┌─ Data for this exercise

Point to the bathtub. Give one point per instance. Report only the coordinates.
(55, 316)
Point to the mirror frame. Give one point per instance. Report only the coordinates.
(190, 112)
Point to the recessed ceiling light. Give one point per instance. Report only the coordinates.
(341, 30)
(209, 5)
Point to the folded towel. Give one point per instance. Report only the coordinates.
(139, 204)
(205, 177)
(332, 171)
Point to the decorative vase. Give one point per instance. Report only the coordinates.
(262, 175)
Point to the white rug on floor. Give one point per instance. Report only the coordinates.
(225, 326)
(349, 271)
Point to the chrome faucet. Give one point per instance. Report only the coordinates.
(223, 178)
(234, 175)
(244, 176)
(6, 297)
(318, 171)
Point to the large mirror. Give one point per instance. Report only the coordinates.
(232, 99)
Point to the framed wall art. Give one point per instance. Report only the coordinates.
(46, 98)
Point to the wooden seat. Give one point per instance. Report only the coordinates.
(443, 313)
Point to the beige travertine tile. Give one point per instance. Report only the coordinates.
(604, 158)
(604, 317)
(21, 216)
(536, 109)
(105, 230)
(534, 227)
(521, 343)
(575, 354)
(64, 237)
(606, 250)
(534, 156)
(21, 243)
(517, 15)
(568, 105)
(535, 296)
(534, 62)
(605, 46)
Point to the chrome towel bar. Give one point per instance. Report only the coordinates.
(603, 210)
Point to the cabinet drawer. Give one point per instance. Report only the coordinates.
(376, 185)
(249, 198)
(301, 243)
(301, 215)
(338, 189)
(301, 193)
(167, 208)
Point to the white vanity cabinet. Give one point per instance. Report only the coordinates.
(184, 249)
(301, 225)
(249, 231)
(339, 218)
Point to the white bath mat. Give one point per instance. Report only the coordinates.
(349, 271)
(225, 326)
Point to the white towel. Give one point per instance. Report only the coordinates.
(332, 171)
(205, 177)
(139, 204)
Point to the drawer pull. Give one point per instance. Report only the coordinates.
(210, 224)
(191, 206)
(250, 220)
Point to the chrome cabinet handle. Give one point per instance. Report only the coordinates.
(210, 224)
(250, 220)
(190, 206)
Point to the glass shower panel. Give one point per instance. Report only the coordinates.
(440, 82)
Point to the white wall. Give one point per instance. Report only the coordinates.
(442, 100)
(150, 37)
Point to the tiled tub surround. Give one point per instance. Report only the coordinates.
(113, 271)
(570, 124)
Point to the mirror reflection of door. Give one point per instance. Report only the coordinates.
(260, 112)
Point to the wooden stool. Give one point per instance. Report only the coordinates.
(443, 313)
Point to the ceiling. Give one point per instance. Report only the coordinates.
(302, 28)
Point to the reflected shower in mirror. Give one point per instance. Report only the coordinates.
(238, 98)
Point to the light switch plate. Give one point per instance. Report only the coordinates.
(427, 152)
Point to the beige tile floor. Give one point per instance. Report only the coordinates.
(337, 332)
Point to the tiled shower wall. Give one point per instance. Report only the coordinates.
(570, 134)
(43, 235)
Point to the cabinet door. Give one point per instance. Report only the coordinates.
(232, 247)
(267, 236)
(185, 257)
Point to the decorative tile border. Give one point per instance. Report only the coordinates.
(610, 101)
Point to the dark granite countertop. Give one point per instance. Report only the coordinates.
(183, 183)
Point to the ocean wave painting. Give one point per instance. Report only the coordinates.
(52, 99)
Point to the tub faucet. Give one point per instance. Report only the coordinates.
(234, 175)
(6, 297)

└─
┌─ Data for this exercise

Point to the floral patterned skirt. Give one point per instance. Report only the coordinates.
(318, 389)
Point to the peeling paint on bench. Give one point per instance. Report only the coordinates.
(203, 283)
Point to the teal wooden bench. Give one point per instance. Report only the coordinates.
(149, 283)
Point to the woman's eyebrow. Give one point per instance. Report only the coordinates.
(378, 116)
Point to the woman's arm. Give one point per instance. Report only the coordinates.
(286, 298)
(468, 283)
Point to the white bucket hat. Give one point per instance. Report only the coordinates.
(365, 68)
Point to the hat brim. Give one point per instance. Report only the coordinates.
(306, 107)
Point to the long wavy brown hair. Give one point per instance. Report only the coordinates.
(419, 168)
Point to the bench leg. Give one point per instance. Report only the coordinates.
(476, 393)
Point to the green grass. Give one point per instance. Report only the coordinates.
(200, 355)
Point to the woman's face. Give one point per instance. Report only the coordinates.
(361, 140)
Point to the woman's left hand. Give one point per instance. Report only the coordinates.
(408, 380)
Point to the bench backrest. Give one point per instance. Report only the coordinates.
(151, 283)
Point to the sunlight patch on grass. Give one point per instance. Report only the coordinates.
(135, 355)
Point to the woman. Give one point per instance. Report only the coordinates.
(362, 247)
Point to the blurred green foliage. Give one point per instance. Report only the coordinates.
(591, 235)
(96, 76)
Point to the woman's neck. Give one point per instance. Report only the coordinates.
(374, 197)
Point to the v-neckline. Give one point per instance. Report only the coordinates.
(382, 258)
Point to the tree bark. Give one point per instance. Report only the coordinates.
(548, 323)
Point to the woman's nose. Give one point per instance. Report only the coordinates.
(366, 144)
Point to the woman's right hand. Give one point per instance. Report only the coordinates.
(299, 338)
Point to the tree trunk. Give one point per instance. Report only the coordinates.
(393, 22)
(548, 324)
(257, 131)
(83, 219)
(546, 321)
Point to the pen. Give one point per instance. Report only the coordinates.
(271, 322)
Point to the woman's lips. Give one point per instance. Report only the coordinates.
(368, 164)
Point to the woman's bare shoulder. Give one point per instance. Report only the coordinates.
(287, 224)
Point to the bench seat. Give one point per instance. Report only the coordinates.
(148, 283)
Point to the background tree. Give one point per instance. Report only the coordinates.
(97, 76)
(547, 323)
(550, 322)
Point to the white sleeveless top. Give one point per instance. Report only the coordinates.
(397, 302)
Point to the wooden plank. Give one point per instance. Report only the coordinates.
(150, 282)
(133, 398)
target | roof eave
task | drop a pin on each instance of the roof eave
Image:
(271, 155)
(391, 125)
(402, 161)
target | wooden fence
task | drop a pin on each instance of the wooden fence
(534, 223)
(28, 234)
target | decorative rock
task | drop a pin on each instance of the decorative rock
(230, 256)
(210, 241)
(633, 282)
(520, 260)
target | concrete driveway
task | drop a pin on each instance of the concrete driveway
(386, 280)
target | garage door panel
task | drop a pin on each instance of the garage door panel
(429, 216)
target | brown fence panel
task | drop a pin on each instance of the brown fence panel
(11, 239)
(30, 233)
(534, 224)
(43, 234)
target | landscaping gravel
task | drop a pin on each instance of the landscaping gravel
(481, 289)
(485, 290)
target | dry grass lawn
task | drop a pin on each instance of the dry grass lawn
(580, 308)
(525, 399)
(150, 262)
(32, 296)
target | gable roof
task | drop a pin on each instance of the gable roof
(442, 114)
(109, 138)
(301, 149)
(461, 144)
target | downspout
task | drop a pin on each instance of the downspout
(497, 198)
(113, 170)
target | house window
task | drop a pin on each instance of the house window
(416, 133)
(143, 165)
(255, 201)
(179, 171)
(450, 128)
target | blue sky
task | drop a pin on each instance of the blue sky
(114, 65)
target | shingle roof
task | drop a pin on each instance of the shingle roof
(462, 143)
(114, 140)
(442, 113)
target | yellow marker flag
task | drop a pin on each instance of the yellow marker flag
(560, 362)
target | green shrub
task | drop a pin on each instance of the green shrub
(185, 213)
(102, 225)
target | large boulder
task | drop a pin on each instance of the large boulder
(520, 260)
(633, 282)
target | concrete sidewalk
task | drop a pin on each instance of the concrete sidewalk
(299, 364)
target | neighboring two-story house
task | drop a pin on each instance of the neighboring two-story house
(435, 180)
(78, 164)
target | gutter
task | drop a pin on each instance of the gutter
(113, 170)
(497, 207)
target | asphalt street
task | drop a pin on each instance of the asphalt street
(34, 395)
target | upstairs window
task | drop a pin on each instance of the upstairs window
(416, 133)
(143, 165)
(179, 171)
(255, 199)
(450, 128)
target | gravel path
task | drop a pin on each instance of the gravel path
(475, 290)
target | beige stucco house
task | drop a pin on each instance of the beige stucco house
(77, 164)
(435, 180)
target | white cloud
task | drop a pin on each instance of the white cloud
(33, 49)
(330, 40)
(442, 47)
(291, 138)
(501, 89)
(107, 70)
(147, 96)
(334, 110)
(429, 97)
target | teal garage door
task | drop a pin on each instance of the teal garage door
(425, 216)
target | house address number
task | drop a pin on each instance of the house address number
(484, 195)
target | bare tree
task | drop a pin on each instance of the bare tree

└─

Wherever "eave" turns up in the records, copy the whole line.

### Output for this task
target | roof eave
task | drop a pin on each instance of the roof eave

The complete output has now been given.